**PROBLEMS TO SOLVE**
[1] In the program description, which building usually provides permanent studio space for seniors?
[2] Using the program description, decide whether each statement agrees with it: (a) Willard Hall is next to the university's main research library. (b) The curriculum includes packaging design. (c) The program is a large one within a small university. Answer yes or no for each, quoting the words that decide it.

**TEXT TO READ**
— START —

Designers persuade, inform and delight through visual means. Today’s designers also offer guidance to sophisticated clients and develop design strategies and tactical approaches to meet a spectrum of needs and challenges across business, social, and cultural territories. Through a mixture of training and experience in visual communications design, the program develops students’ creative ingenuity and problem-solving capabilities, while expanding technical and visual skill sets across industry-relevant media, materials, and environments. Students strive to develop strong, individualized portfolios that demonstrate risk-taking and inventiveness in form and concept.
The curriculum incorporates experience in the following areas:
- communication design
- corporate identity / branding
- editorial design
- motion design
- environmental graphic design
- information design
- packaging design
- design for web and mobile environments
At the heart of the visual communications design program is a laboratory-like studio setting—where an active community, informal peer-interaction, and opportunities for collaborative output help inform students’ preparation for professional practice. A small program within a large university, students receive individualized attention from design faculty and access to a growing K-State alumni network, within the context of broader resources and opportunities found at a large academic research institution.
Because designers are increasingly called-upon to communicate and collaborate across a diverse range of cultures, markets, and industries, students are also encouraged to enhance their intellectual, creative, and conceptual problem-solving capabilities through study in areas such as writing, business, art and art history, economics, philosophy, marketing, architecture, ethics, history, and sociology, for example.
Students at the senior level are usually allocated permanent studio space in Willard Hall, the campus hub for art, art history and graphic design. Located near the center of campus and adjacent to the university’s main research library, Willard is also home to the Mark A. Chapman Gallery and an annual visiting artist program that brings to campus noted artists and designers, art historians and art critics each semester.
In addition, students have access to the university’s library collections and Media Development Center for lab use, equipment checkout, and technical support.
AIGA Student Group
Our local AIGA student group is very active, often traveling to national conferences or events, arranging studio tours, bringing in influential contemporary designers, and informing majors of networking, event, internship and job opportunities. (AIGA is the largest professional organization of designers in the United States, and provides a broad range of information, experiences and networking opportunities for both up-and-coming and established designers).

— END —

**RECORDS PROVIDED**

— START —

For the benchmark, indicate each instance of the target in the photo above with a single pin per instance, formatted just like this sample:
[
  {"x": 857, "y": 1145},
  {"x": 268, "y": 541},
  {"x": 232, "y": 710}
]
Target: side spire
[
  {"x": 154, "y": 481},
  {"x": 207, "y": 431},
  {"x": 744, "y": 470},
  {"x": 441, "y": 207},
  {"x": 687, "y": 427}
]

— END —
— START —

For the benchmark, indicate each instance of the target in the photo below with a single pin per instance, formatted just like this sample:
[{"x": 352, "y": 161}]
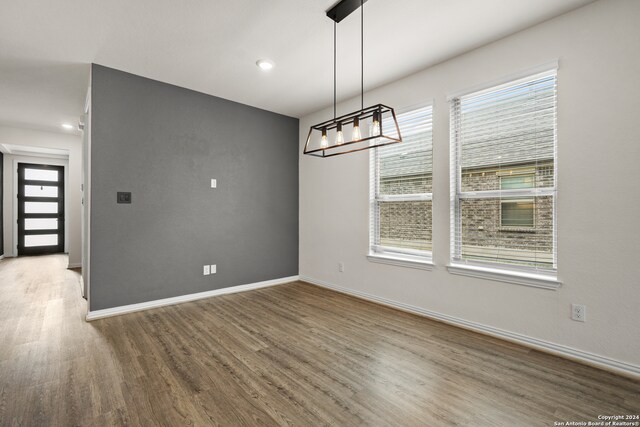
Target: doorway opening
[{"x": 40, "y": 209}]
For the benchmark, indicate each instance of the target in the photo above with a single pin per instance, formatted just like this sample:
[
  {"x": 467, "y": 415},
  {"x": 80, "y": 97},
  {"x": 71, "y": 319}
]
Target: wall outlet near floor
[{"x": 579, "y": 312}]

— END —

**ANSWERS PER TASK**
[1] Willard Hall

[2]
(a) Yes: "adjacent to the university’s main research library"
(b) Yes: "packaging design"
(c) No: "A small program within a large university"